EXERCISE TASKS:
(a) Please reproduce the speech restoration summary from "The central claim" up to and including "and compute limits.", renaming "Data Prediction Mean Flows" to "DP Mean Flows" throughout.
(b) Pick out and copy each line of the records that contains the string "grassy".

Data Prediction Mean Flows let generative speech restoration run in real time with 120 times less compute than prior methods.

A machine-rendered reading of the paper's core claim, the machinery that carries it, and where it could break.

The paper tries to show that difficult speech restoration problems with non-unique solutions can be solved by generative models that operate under real-time constraints. It combines a few-step flow matching approach called Data Prediction Mean Flows with a new low-latency architecture so that tasks like bandwidth extension, gap filling, and removal of codec artifacts or clipping become practical without offline processing. A reader would care because earlier high-quality generative solutions demanded too much computation and delay for live use. If the claim holds, restoration that once required large servers can now happen on-device with only the short-time Fourier transform as added latency while preserving comparable audio quality.

Core claim

The central claim is that a few-step flow matching model based on Data Prediction Mean Flows, paired with a suitable novel low-latency architecture, delivers speech restoration quality similar to large offline generative models while using 120 times less compute and adding no algorithmic latency beyond the STFT.

What carries the argument

Data Prediction Mean Flows, a few-step flow matching technique that predicts data directly to support efficient generative modeling under strict real-time and compute limits.

If this is right

  • Bandwidth extension and gap filling become feasible in live audio streams without offline servers.
  • Removal of non-linear artifacts such as clipping or codec distortion reaches quality levels previously limited to heavy offline processing.
  • Computational demands drop enough to allow deployment on mobile or embedded hardware.
  • Overall system latency remains limited to the short-time Fourier transform window.

Where Pith is reading between the lines

These are editorial extensions of the paper, not claims the author makes directly.

  • The same low-compute approach could be tested on related live audio problems such as dereverberation if training data is expanded accordingly.
  • Integration into existing communication pipelines might improve call clarity on consumer devices without added hardware.
  • Reducing the number of flow steps further could create variants with even lower latency for the most demanding applications.

Load-bearing premise

The novel low-latency architecture together with few-step Data Prediction Mean Flows can keep audio quality comparable to large offline generative models when operating under strict real-time constraints.

What would settle it

An objective or subjective quality comparison on a standard speech restoration test set that measures whether the proposed model's outputs fall below the perceptual quality of current state-of-the-art offline generative models.

Excerpts of location labeling data:

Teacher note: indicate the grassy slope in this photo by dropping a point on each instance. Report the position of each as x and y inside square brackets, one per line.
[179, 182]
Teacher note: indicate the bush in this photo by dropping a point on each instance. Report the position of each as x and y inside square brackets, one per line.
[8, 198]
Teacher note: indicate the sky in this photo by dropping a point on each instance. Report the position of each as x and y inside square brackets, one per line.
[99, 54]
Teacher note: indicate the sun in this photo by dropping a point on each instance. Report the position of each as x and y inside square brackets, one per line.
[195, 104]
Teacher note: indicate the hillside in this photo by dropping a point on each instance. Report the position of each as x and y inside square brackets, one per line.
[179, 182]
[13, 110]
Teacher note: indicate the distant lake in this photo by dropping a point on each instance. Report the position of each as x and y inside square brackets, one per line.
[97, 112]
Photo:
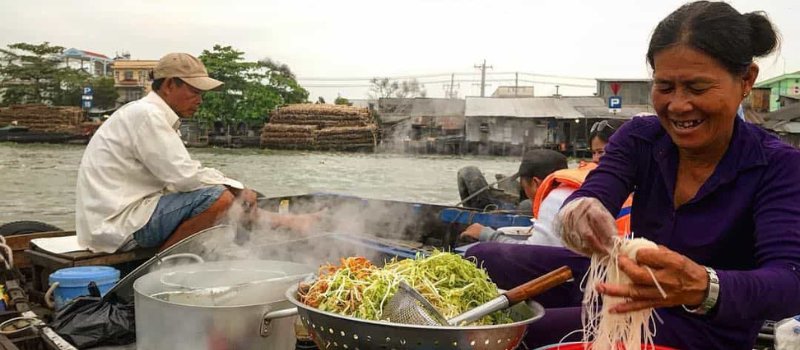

SOLVED TASKS:
(a)
The central claim is that a few-step flow matching model based on DP Mean Flows, paired with a suitable novel low-latency architecture, delivers speech restoration quality similar to large offline generative models while using 120 times less compute and adding no algorithmic latency beyond the STFT.

What carries the argument

DP Mean Flows, a few-step flow matching technique that predicts data directly to support efficient generative modeling under strict real-time and compute limits.

(b)
Teacher note: indicate the grassy slope in this photo by dropping a point on each instance. Report the position of each as x and y inside square brackets, one per line.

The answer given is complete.